__Work to be completed__
Copy out each of the entries below word for word, with no changes.

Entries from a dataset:

-- begin --

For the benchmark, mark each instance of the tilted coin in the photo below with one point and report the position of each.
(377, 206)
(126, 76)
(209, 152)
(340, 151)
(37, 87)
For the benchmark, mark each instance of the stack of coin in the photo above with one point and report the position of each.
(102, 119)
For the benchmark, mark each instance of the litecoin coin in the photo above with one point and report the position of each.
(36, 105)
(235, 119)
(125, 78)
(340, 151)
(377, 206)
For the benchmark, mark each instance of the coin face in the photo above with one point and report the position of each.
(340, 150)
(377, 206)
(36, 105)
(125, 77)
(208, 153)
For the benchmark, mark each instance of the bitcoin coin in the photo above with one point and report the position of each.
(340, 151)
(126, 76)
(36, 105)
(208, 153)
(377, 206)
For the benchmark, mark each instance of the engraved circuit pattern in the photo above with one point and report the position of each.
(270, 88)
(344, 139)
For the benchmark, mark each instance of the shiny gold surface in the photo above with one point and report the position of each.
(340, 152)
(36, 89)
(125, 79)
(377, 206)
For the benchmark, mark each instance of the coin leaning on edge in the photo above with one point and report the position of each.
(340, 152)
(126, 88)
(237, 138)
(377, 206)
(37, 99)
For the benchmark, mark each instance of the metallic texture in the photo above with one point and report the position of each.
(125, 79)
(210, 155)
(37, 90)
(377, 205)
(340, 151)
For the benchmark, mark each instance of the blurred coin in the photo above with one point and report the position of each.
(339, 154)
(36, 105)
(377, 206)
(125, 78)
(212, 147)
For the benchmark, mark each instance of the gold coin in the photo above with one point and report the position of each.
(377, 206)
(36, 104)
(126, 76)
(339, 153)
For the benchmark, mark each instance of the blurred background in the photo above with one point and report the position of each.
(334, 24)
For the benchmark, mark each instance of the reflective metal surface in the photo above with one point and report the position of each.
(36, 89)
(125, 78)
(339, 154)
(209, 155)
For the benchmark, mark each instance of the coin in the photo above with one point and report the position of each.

-- end --

__Response__
For the benchmark, mark each instance of the tilted coin in the photo below with one point and report the position of each.
(377, 206)
(126, 76)
(209, 152)
(340, 151)
(37, 87)
For the benchmark, mark each instance of the stack of coin in the photo above with one point and report the position of each.
(102, 119)
For the benchmark, mark each instance of the litecoin coin in the photo above with one point and report the position of each.
(36, 105)
(235, 119)
(125, 78)
(340, 151)
(377, 206)
For the benchmark, mark each instance of the coin face in the photo above with one point and report the position of each.
(340, 150)
(377, 206)
(36, 105)
(125, 77)
(208, 153)
For the benchmark, mark each instance of the bitcoin coin in the photo above with one point and report the position of each.
(340, 151)
(126, 76)
(36, 105)
(208, 153)
(377, 206)
For the benchmark, mark each instance of the engraved circuit pattern in the photo above with one point and report the position of each.
(270, 88)
(344, 139)
For the benchmark, mark each instance of the shiny gold surface in the photo above with one point and report the position of each.
(340, 152)
(36, 89)
(125, 79)
(377, 206)
For the benchmark, mark each instance of the coin leaning on edge in the photo above with one point and report the position of each.
(340, 152)
(126, 88)
(237, 138)
(377, 206)
(37, 99)
For the benchmark, mark each instance of the metallic texture in the photo above with one point and report the position of each.
(125, 79)
(210, 155)
(37, 90)
(377, 205)
(340, 151)
For the benchmark, mark each instance of the blurred coin in the photo above with one point and report the position of each.
(339, 154)
(36, 105)
(377, 206)
(125, 78)
(212, 147)
For the benchmark, mark each instance of the gold coin in the photo above with one point and report the position of each.
(377, 206)
(36, 104)
(126, 76)
(339, 153)
For the benchmark, mark each instance of the blurred background in the photo above with one point and report the position of each.
(334, 24)
For the benchmark, mark each instance of the reflective metal surface in the photo above with one point and report the position of each.
(36, 89)
(125, 78)
(339, 154)
(209, 155)
For the benchmark, mark each instance of the coin in the photo above with one point and report the position of each.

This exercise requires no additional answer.